Passage provided –
▽

# viper 5301 in 2010 camry



## go4joanna (Dec 4, 2010)

Hi
Today i install viper5301 in my 2010 camry.My problem is when i start with remote and turning off with remote with out going to car my day time running light is not getting shut off and if i go inside and open my hood the engine is not shutting off.i installed in best buy.what should i do?:upset:


----------



## lcurle (Oct 5, 2008)

△

Required actions –
a: In the forum thread about the Viper 5301 remote starter, where was the unit installed?
b: Pick up the forum thread about the Viper 5301 in a 2010 Camry where it stops, and write the post that follows the last header.

Supplied material –
▽

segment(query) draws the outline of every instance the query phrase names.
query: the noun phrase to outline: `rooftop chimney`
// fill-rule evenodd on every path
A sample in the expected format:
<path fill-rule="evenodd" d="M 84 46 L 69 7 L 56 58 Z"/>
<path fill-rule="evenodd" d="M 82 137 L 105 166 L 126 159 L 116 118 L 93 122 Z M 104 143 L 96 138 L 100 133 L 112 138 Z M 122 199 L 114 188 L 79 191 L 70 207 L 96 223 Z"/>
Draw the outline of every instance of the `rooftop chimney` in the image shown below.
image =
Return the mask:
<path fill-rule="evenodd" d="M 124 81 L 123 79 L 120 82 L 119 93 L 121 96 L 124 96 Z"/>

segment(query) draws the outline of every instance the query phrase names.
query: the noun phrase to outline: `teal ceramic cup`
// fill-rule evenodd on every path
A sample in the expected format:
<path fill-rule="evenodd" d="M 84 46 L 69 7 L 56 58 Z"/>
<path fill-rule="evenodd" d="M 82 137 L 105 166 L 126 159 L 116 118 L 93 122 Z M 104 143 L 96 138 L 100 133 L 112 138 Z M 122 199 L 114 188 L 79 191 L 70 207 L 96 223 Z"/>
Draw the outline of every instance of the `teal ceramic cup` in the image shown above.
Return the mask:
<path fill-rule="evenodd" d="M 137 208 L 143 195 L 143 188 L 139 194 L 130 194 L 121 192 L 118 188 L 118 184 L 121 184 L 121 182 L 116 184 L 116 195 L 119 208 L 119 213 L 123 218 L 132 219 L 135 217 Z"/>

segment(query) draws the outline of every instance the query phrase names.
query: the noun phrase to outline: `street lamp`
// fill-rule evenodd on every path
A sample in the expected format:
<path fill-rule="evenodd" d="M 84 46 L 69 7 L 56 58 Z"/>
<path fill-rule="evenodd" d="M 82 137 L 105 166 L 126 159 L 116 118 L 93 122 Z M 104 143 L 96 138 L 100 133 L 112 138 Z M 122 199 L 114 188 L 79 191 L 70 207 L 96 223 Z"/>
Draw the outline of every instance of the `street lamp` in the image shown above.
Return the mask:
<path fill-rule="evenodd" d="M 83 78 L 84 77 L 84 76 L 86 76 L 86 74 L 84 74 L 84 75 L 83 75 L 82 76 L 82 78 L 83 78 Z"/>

△

Answers for this exercise –
a: It was installed at Best Buy.

b:
verify your wiring:
12 VOLT CONSTANT BLACK (+) FUSE BOX AT DASH PIN 1 WHITE PLUG 
STARTER BLUE (+) IGN. SW. PIN 7, WHITE 8PIN PLUG 
STARTER 2 GRAY (+) IGN. SW. PIN 3, WHITE 8PIN PLUG 
IGNITION 1 YELLOW (+) IGN. SW. PIN 6, WHITE 8PIN PLUG 
IGNITION 2 PINK (+) iGN. SW. PIN 1, WHITE 8PIN PLUG 
IGNITION 3 N/A 
ACCESSORY/HEATER BLOWER 1 WHITE (+) IGN. SW. PIN 2, WHITE 8PIN PLUG 
ACCESSORY/HEATER BLOWER 2 N/A 
KEYSENSE BLUE (-) IGN. SW. PIN 1, WHITE 2PIN PLUG 
PARKING LIGHTS ( - ) BLACK (-) HEADLIGHT SWITCH, PIN 18, WHITE 20PIN PLUG PIN 11 
PARKING LIGHTS ( + ) DO NOT USE 
POWER LOCK BROWN (-) DRIVERS KICK, PIN 16, WHITE 25PIN PLUG 
POWER UNLOCK GRAY (-) (DOUBLE PLUSE) DRIVERS KICK, PIN 7, WHITE 25PIN PLUG 
LOCK MOTOR WIRE RED TO WHITE (5 WIRE) DRIVERS KICK, PIN 9, WHITE 25PIN PLUG 
DOOR TRIGGER BLUE (-) DRIVERS KICK, PIN 13, BLUE 20PIN PLUG 
DOMELIGHT SUPERVISION BROWN (-) FUSE BOX AT DASH, PIN 5, WHITE12PIN PLUG (R) 
TRUNK RELEASE N/A 
SLIDING POWER DOOR N/A 
HORN WHITE TO BLACK (-) FUSE BOX AT DASH, PIN 11, WHITE 16PIN PLUG 
TACH BLACK (AC) DATA CONNECTOR PIN 9, 16PIN PLUG 
WAIT TO START LIGHT N/A 
BRAKE WHITE TO BLUE (+) FUSE BOX AT DASH, PIN3, WHITE 12PIN PLUG OR AT BRAKE SW.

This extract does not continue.